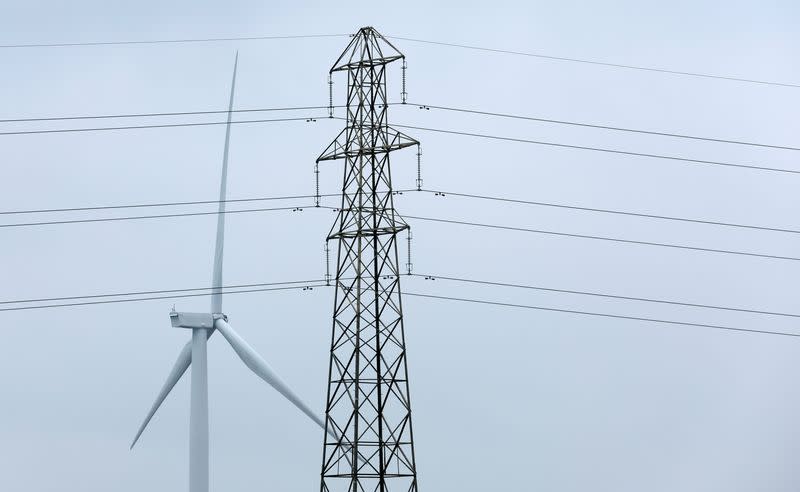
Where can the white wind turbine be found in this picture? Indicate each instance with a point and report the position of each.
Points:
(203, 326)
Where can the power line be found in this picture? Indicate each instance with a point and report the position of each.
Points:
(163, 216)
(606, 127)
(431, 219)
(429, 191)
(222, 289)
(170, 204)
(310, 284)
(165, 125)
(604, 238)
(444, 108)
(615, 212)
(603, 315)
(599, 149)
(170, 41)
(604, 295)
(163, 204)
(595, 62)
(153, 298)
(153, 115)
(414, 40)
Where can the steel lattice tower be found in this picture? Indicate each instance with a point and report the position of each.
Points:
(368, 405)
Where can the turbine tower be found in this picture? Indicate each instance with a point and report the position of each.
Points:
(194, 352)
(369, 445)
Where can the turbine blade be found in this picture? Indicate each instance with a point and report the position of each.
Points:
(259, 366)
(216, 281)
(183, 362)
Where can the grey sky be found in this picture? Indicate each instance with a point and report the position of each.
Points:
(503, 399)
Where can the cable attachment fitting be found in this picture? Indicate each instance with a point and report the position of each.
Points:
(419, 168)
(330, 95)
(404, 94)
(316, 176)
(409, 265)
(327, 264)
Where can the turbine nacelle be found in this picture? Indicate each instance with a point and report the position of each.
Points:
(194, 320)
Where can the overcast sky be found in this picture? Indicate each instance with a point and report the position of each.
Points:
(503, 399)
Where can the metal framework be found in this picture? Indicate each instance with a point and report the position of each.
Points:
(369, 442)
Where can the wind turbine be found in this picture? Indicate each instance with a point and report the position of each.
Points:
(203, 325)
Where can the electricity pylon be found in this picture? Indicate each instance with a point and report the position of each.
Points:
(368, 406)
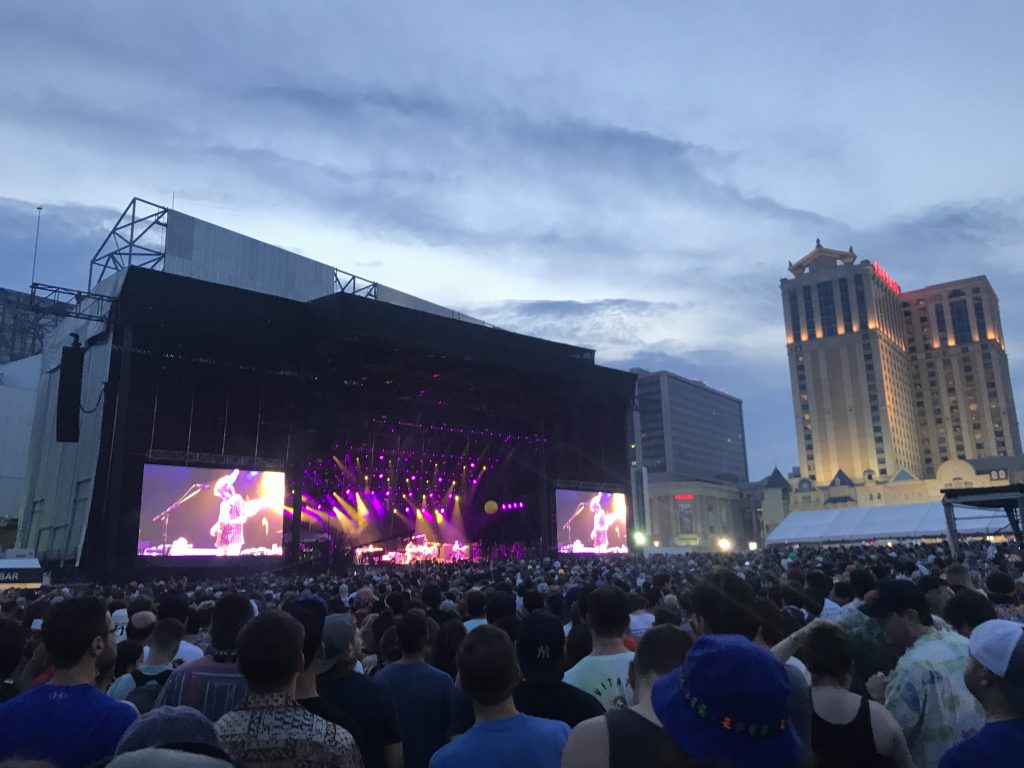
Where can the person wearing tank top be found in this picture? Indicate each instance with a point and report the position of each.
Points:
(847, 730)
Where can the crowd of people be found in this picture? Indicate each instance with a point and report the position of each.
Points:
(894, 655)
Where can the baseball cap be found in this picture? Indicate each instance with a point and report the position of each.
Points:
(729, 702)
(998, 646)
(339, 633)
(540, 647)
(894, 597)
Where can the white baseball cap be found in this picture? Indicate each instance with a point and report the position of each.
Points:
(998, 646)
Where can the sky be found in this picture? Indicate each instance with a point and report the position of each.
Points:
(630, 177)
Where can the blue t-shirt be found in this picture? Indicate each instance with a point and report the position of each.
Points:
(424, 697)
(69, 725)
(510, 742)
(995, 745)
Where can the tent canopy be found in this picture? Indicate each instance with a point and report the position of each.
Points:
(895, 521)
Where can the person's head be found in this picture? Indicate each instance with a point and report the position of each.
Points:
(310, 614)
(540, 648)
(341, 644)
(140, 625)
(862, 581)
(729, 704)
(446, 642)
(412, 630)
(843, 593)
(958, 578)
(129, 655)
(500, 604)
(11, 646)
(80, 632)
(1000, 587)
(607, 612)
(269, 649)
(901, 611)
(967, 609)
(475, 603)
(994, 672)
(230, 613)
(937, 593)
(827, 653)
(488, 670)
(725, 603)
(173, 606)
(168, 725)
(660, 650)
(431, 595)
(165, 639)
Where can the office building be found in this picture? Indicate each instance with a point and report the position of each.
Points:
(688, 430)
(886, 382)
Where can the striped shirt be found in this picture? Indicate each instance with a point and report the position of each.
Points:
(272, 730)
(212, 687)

□ □ □ □ □

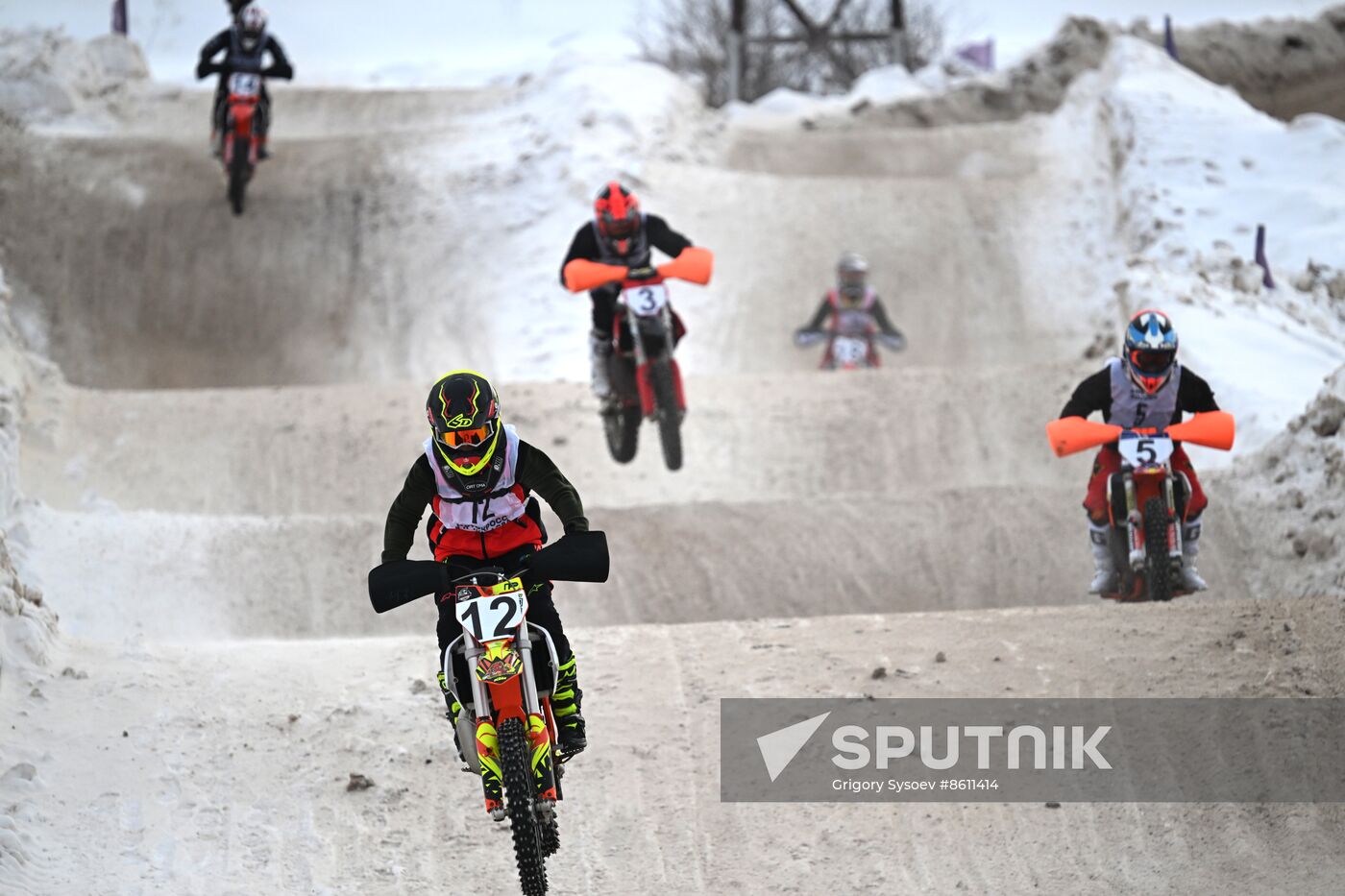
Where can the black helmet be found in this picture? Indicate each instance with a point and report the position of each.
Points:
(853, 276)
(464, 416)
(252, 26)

□ □ □ □ □

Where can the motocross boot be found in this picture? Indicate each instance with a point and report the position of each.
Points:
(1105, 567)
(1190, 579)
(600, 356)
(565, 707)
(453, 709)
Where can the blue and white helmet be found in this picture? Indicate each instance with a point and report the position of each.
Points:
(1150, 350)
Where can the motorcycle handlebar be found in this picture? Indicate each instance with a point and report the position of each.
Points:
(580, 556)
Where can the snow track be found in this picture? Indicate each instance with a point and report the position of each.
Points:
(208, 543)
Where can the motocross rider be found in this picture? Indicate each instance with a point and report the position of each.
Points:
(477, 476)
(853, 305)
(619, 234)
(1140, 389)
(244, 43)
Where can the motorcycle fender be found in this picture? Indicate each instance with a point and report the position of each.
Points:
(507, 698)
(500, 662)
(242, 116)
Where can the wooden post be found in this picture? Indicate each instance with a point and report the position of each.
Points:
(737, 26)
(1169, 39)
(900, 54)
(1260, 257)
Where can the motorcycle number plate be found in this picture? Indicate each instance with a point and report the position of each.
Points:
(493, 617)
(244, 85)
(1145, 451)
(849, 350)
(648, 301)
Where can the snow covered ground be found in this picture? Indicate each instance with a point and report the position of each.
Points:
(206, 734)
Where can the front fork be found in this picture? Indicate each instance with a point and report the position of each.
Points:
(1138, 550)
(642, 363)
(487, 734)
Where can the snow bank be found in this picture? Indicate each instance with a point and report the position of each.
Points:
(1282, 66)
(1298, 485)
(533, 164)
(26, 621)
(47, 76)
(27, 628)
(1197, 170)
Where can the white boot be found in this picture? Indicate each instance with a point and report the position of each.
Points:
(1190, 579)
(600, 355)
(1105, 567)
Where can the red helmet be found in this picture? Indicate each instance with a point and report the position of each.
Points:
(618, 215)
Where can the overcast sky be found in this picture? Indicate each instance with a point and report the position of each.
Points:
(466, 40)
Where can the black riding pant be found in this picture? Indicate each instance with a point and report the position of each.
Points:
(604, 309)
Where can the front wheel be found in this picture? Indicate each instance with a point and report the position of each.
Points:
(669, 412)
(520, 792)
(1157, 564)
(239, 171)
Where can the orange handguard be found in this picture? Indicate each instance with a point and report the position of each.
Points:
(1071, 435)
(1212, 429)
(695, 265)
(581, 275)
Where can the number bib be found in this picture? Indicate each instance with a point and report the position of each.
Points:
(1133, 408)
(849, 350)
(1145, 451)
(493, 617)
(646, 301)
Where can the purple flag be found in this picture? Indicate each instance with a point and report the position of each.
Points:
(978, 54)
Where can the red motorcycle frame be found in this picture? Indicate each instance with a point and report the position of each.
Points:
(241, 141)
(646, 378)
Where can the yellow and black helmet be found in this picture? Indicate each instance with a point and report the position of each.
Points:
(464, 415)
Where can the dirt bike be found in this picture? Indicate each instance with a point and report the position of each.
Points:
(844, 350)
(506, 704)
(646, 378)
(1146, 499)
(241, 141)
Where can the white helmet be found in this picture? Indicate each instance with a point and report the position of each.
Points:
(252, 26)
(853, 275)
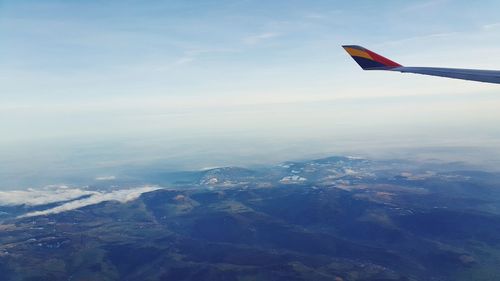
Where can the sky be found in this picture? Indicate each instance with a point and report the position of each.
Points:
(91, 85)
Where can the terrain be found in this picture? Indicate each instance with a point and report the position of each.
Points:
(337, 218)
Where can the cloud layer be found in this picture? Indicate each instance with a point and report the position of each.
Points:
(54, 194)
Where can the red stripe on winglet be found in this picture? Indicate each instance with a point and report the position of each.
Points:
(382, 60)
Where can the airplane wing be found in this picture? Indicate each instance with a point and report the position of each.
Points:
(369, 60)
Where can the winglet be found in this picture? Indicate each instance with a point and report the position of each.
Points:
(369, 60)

□ □ □ □ □

GIVEN PROBLEM
Reproduce the lines of the records above verbatim, beginning at the line that contains "Where can the snow bank" and ending after the line that contains "(1197, 170)".

PROBLEM SOLUTION
Where can the snow bank be found in this picture? Indicate each instance with a point and report the position of each.
Points:
(1282, 66)
(1298, 485)
(533, 164)
(26, 621)
(47, 76)
(27, 628)
(1197, 170)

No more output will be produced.